Can you pull out, word for word, everything from the line containing "Objective - one point per instance of the toddler's blonde" down to the end of the data?

[Items from a data source]
-- Start --

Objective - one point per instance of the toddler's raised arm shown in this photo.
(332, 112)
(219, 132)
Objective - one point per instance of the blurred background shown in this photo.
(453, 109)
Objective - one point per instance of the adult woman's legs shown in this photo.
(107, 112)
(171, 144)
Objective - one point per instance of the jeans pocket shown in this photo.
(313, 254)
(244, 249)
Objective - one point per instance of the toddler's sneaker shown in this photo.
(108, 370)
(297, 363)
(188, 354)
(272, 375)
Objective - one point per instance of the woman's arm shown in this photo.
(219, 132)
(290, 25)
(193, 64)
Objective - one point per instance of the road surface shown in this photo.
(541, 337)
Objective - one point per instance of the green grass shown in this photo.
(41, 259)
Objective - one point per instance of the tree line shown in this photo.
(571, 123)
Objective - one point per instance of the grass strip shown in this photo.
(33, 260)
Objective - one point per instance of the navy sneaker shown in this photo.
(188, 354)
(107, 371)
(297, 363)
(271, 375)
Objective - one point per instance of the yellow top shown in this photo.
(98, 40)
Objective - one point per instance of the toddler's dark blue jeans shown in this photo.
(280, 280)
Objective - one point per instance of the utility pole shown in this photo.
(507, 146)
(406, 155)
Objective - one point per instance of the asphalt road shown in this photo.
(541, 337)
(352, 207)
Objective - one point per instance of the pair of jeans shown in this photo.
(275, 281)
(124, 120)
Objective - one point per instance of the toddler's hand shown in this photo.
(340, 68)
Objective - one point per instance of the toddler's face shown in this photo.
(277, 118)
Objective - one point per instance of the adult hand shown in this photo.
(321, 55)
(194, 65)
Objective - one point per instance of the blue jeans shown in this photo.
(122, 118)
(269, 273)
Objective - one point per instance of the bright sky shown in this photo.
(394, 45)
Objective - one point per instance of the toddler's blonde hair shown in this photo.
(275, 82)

-- End --

Reply:
Objective - one point per instance of the toddler's blonde hair shown in this photo.
(275, 82)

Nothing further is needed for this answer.